Text excerpt —
================================
Construction drags UK into double-dip recession

| Wed 25th April | 9:59

The UK economy has plunged back into recession according to latest Government figures for GDP released this morning.

The 0.2% fall in GDP in the first quarter of the year sinks the UK into its first double dip recession since the seventies and raises pressure on the Government to stimulate the economy.

The latest economic data showed construction dragging down the overall economy after it fell 3% in the first three months of 2012.

The preliminary figures also means the industry is now officially in recession again after a 0.2% fall in GDP in the last quarter of 2011.

The worrying economic figures will heighten calls for the chancellor to soften his austerity drive and stimulate construction.

Noble Francis, Construction Products Association Economics Director said:  ‘Given the sharp effects of public sector spending cuts over the past 12 months it is unsurprising to see that construction returned to recession in the first quarter with a fall of 3% following the 0.2% fall in Q4.

“With new orders for construction falling 14% in 2011, the industry is likely to endure further falls near-term.
================================
Required task — Can you copy, word for word, the part of the UK recession article that opens with "Construction drags UK" and closes with "and stimulate construction."?

Region labeling items:
================================
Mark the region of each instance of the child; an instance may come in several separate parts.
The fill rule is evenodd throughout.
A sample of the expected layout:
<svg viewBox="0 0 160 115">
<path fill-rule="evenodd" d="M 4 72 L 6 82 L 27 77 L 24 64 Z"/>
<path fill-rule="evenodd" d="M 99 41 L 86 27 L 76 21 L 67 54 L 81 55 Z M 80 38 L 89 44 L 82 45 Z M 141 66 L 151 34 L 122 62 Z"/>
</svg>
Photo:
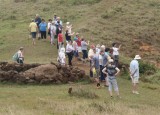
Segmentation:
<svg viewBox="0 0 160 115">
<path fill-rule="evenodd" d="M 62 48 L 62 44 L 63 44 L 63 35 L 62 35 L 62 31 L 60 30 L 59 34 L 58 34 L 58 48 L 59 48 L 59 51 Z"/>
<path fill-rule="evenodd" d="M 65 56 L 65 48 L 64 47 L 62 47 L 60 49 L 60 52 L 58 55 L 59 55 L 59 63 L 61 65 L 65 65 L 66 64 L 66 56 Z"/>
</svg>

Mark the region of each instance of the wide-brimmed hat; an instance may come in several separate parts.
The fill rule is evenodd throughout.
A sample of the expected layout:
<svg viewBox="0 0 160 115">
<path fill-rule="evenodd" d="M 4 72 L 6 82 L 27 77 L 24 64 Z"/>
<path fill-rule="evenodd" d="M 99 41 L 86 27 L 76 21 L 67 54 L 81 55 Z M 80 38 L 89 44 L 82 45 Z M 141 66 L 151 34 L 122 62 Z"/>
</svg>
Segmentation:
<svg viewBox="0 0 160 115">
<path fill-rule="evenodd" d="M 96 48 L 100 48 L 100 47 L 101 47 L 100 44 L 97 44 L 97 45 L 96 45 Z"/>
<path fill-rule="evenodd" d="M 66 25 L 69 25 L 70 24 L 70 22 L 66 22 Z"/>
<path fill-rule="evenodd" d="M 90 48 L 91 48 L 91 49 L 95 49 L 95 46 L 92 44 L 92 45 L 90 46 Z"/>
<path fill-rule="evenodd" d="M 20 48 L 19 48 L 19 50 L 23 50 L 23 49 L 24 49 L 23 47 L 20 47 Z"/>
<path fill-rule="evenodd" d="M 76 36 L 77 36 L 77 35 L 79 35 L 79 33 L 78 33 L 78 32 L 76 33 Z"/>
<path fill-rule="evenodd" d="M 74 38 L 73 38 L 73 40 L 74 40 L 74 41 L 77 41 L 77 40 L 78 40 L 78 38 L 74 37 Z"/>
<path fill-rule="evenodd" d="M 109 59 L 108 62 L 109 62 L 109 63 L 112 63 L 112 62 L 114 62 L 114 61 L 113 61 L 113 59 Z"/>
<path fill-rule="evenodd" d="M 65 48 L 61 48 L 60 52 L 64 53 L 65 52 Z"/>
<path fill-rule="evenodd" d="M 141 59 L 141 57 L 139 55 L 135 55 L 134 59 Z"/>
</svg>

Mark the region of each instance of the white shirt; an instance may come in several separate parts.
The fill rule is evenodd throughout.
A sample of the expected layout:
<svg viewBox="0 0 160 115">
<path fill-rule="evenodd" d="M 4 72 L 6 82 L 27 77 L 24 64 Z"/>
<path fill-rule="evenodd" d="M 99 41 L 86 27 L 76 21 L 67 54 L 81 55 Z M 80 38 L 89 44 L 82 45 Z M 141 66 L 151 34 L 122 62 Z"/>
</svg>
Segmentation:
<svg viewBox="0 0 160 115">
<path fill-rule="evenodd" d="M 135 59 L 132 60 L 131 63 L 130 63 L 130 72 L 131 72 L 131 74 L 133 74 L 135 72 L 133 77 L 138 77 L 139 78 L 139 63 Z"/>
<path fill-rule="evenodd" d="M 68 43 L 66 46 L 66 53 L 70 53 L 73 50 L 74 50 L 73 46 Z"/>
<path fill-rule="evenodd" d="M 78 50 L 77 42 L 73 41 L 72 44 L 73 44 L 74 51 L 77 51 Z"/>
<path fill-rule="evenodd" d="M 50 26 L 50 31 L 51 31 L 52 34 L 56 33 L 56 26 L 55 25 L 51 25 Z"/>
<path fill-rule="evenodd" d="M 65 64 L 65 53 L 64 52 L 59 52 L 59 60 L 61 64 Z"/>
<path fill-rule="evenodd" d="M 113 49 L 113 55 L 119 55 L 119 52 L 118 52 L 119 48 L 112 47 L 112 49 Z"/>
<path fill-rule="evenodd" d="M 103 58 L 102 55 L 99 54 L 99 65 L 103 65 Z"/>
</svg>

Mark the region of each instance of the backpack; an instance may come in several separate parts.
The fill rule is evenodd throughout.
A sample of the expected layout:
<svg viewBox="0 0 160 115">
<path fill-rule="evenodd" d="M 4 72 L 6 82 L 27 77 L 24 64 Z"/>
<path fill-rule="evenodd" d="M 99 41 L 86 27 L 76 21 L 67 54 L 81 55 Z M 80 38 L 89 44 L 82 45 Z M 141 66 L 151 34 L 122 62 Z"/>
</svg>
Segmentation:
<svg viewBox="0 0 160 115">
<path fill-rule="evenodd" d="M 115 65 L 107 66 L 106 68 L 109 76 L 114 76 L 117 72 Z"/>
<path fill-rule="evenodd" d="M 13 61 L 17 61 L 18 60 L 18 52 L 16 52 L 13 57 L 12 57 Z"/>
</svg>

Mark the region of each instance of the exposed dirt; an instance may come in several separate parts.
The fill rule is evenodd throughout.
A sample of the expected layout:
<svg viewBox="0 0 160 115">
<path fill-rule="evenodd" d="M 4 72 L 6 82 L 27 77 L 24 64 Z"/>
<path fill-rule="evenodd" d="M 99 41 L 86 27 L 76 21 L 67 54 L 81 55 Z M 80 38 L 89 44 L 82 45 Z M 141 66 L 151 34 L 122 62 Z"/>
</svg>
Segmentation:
================================
The output —
Construction drags UK into double-dip recession

| Wed 25th April | 9:59

The UK economy has plunged back into recession according to latest Government figures for GDP released this morning.

The 0.2% fall in GDP in the first quarter of the year sinks the UK into its first double dip recession since the seventies and raises pressure on the Government to stimulate the economy.

The latest economic data showed construction dragging down the overall economy after it fell 3% in the first three months of 2012.

The preliminary figures also means the industry is now officially in recession again after a 0.2% fall in GDP in the last quarter of 2011.

The worrying economic figures will heighten calls for the chancellor to soften his austerity drive and stimulate construction.